— begin —

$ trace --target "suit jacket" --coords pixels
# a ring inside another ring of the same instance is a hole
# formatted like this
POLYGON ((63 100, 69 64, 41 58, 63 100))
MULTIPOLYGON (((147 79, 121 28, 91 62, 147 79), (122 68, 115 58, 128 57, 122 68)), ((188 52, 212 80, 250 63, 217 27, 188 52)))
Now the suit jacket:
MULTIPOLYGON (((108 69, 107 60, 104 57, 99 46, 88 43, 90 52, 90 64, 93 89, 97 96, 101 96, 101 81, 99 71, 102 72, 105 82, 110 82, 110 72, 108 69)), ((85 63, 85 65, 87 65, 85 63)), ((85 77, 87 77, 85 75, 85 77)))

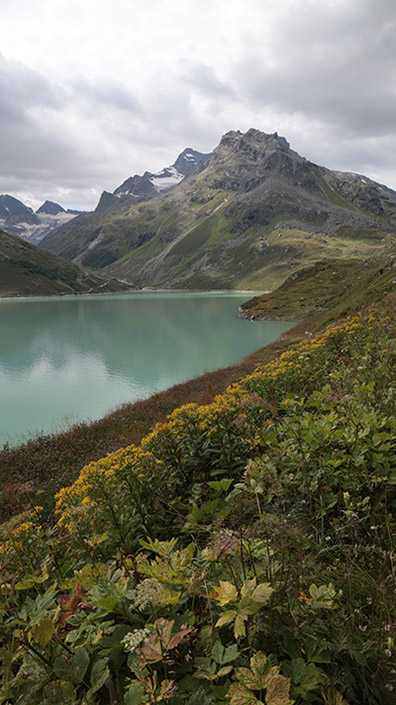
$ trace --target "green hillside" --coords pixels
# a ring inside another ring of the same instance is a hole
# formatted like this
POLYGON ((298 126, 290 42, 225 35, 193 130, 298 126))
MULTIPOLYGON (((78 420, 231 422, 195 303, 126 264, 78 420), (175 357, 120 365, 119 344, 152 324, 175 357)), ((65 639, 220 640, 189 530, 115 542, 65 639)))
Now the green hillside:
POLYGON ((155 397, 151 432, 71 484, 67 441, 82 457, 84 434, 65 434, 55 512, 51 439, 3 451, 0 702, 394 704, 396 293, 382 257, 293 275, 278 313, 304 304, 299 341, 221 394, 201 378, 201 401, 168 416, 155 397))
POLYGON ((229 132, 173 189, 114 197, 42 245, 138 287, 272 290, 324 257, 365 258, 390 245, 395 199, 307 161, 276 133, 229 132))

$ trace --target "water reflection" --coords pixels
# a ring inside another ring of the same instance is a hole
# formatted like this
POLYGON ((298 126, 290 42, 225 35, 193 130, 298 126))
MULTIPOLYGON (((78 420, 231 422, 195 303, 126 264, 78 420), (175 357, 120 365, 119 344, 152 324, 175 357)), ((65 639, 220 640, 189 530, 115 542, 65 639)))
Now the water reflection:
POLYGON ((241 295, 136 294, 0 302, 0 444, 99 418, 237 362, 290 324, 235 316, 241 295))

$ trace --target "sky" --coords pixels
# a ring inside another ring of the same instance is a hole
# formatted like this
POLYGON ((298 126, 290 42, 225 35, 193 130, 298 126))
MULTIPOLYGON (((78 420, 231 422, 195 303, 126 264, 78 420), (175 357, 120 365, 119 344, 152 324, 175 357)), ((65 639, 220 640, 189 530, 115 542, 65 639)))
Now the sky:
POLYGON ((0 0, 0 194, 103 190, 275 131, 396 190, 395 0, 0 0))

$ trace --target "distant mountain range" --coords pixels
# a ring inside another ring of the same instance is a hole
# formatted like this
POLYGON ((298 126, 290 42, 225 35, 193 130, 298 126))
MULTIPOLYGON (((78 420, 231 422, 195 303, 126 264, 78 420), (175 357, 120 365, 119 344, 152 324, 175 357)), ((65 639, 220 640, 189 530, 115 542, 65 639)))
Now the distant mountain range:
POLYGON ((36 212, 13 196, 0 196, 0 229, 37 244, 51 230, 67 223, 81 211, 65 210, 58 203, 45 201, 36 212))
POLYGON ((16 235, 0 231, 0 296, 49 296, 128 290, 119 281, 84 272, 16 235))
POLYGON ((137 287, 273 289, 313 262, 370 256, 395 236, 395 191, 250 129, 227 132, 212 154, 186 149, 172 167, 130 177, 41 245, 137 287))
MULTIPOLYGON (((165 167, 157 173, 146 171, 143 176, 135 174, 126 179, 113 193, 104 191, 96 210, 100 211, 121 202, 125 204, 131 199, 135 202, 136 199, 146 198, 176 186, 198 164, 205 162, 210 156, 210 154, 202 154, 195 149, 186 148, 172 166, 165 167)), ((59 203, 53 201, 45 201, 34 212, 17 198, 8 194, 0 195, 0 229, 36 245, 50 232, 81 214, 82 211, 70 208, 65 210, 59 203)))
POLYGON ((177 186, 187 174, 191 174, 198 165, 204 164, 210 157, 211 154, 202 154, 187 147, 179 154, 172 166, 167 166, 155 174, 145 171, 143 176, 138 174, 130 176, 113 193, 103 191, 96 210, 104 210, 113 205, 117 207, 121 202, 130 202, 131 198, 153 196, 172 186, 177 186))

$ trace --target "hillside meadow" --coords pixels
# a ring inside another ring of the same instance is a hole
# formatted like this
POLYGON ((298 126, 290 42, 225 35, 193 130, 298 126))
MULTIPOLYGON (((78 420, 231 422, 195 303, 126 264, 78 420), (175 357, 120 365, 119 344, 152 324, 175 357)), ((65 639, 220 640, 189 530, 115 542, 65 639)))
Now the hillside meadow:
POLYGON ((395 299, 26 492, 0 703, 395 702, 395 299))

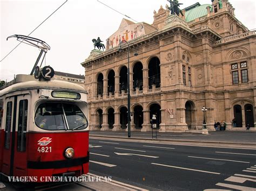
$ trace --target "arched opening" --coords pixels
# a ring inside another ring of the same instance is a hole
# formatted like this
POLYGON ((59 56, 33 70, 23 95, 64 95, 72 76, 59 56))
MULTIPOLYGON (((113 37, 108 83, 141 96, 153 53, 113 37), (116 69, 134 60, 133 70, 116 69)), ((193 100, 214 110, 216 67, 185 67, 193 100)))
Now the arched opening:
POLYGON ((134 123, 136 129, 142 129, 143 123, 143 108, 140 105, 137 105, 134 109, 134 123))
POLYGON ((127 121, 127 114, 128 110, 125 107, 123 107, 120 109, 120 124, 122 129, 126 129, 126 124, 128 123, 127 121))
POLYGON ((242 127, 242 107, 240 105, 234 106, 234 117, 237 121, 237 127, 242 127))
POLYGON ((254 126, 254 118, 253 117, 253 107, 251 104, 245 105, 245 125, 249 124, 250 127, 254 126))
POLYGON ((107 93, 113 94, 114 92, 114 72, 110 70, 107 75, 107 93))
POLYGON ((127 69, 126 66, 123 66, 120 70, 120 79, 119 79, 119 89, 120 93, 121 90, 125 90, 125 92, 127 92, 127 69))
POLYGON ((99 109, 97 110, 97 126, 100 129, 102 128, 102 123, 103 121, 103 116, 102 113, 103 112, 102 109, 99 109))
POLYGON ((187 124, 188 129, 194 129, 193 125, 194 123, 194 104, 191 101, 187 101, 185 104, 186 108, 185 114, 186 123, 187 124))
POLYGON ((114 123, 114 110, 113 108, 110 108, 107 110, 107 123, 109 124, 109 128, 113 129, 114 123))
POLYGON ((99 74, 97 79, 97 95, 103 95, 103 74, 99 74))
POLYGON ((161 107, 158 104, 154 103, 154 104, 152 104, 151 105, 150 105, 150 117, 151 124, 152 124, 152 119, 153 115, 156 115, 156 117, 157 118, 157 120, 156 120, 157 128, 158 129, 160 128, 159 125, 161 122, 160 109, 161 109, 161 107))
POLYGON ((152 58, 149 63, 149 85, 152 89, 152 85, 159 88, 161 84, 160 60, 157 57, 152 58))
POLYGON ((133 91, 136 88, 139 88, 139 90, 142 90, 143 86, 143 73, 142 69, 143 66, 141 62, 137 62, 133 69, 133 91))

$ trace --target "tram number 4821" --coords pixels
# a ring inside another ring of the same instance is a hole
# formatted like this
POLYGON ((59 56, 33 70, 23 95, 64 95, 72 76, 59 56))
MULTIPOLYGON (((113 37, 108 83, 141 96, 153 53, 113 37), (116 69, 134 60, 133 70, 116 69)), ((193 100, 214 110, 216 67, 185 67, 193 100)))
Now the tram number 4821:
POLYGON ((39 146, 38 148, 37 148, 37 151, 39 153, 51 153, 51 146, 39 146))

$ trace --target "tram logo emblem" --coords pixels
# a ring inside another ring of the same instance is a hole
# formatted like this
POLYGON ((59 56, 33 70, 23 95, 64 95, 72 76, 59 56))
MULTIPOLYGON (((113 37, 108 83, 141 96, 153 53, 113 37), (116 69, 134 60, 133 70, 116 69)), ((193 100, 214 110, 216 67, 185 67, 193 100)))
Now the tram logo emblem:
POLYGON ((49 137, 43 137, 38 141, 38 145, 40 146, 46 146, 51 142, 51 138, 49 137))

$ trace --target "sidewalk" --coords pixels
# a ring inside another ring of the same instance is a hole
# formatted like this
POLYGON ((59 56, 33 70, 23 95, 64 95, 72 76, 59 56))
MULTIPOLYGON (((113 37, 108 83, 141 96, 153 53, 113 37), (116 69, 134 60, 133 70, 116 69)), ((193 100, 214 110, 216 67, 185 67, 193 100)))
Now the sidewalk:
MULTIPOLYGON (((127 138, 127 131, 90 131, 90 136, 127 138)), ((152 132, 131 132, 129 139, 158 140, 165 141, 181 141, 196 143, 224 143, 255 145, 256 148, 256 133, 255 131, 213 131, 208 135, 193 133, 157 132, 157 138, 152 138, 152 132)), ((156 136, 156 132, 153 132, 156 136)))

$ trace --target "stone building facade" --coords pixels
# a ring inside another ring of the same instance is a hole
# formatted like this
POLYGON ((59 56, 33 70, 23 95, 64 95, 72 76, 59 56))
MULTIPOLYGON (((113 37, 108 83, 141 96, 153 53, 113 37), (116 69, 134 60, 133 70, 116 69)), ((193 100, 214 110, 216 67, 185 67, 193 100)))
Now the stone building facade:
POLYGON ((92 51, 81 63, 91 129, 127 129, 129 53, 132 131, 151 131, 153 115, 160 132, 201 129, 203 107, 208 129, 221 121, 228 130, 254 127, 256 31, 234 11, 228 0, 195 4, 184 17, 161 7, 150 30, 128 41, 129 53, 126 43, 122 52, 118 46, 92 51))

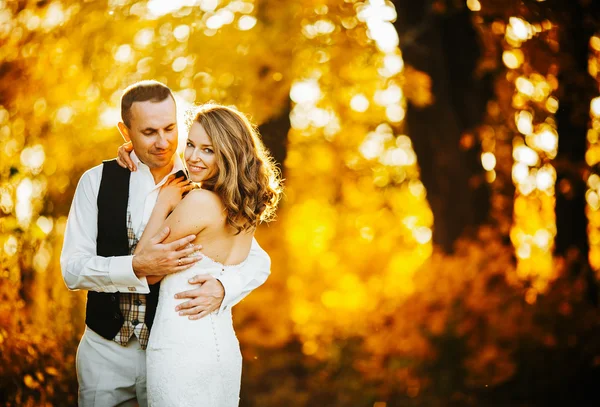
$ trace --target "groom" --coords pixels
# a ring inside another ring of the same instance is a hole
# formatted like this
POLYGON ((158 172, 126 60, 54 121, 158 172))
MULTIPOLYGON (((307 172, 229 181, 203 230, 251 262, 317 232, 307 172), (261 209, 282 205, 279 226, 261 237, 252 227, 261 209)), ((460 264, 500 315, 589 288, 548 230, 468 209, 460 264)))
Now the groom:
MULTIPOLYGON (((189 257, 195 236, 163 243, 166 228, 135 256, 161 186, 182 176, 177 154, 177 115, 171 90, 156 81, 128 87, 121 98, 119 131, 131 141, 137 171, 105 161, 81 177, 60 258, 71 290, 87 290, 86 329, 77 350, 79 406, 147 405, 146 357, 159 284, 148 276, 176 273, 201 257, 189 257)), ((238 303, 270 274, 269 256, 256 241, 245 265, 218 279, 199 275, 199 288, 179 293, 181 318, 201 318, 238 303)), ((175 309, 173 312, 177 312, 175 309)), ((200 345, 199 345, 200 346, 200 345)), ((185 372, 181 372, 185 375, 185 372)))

— end —
— begin —

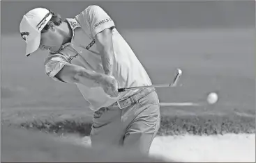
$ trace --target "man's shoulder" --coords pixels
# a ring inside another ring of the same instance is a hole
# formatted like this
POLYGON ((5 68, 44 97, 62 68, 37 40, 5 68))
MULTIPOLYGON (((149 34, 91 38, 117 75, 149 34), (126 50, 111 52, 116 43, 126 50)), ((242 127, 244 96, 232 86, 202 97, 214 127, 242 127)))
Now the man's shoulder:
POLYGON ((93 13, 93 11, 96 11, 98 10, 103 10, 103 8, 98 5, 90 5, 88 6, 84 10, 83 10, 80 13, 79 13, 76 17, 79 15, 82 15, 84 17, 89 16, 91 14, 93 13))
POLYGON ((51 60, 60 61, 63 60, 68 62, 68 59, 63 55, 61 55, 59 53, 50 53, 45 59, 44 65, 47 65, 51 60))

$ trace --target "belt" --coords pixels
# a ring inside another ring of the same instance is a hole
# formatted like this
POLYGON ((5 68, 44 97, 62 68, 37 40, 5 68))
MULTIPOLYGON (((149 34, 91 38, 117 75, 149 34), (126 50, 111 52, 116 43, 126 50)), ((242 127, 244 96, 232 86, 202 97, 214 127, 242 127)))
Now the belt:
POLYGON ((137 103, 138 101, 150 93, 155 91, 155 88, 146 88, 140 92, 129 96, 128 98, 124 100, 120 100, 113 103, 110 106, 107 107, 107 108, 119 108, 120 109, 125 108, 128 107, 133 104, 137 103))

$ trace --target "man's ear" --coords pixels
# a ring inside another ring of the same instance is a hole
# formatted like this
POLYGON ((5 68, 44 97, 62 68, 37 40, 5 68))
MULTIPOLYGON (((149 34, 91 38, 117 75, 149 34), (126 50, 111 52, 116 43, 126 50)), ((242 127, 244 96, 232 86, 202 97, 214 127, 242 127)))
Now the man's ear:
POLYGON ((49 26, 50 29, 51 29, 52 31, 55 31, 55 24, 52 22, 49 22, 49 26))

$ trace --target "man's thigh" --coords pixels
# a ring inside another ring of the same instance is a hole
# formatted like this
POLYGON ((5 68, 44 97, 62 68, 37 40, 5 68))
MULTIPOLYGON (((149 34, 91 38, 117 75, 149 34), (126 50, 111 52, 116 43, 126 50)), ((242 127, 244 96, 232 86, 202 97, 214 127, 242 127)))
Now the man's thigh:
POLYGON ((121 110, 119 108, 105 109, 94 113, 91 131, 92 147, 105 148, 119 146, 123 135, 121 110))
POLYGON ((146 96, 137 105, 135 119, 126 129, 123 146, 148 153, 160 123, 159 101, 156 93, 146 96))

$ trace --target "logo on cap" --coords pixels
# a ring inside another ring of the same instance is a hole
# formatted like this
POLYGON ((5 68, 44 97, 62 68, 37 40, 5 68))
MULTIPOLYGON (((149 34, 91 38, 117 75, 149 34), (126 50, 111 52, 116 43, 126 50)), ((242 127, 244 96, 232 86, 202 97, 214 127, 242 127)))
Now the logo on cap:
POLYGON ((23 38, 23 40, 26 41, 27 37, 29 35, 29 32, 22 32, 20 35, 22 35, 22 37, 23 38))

— end —

Objective: Please list each line of the rows above that contains the string "range", matching uppercase and lowercase exactly.

Completed task:
$ trace --target "distant mountain range" --coords pixels
Now the distant mountain range:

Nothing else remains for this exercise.